Top of SUPPLIED RECORDS
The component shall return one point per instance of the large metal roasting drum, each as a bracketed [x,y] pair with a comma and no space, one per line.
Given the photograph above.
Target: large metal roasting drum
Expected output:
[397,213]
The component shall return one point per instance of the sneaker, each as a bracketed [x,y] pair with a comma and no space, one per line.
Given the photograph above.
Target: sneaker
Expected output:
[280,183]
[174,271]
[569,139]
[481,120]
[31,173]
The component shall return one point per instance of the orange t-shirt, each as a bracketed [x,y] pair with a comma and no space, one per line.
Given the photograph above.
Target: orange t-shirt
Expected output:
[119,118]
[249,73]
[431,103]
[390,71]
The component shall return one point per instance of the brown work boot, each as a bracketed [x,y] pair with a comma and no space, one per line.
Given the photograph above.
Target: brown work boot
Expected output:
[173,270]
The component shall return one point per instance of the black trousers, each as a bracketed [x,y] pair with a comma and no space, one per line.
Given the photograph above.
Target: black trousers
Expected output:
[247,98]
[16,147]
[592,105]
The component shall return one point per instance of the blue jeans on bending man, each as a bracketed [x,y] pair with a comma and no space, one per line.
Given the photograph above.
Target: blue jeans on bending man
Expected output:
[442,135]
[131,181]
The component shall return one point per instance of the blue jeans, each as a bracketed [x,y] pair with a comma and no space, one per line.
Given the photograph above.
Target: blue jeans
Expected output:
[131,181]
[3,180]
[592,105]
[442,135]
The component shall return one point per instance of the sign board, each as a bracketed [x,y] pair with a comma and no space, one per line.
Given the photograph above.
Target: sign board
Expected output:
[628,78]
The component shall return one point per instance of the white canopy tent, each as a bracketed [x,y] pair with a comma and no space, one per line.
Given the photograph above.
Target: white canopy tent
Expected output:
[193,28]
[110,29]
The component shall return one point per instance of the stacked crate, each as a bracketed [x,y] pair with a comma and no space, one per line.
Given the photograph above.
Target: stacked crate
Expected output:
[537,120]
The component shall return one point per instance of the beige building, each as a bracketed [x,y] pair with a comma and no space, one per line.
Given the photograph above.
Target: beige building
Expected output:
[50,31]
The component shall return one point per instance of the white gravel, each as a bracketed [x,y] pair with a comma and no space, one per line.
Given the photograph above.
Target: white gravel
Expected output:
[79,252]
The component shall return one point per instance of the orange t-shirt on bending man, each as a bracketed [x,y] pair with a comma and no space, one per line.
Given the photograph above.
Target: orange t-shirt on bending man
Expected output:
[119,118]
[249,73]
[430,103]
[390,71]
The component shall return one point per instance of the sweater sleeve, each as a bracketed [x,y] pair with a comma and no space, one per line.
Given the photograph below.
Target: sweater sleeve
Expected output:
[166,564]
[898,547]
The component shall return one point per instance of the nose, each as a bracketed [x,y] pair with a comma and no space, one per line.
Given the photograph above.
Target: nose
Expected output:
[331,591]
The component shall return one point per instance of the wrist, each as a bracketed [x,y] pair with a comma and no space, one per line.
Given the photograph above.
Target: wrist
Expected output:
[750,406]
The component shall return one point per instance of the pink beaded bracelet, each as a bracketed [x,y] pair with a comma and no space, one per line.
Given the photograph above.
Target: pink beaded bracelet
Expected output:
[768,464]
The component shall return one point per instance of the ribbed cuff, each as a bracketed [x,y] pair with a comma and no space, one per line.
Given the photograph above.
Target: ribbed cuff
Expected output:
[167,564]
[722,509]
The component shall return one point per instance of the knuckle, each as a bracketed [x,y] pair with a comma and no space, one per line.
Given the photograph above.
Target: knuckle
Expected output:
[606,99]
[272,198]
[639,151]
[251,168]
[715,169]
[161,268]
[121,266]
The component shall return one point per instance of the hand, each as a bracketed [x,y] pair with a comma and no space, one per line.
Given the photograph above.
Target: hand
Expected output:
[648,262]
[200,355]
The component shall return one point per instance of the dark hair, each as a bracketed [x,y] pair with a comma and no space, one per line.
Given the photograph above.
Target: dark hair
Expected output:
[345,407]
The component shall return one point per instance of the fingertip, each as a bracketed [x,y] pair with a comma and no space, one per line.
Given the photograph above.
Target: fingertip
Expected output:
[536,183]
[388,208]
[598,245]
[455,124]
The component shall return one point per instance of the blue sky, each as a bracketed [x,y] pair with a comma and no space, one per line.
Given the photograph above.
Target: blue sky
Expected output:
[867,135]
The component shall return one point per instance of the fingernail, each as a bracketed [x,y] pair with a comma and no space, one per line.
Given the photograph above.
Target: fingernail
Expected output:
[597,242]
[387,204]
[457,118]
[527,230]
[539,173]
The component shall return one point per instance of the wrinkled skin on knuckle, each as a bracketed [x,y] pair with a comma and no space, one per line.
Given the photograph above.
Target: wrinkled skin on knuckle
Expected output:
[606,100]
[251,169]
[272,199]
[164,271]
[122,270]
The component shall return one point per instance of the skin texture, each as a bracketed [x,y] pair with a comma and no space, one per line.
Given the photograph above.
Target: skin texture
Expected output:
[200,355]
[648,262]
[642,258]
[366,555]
Bottom of SUPPLIED RECORDS
EXERCISE: Figure out how many lines in the entries above contain "jeans". Write only that number.

EXERCISE RESULT: 4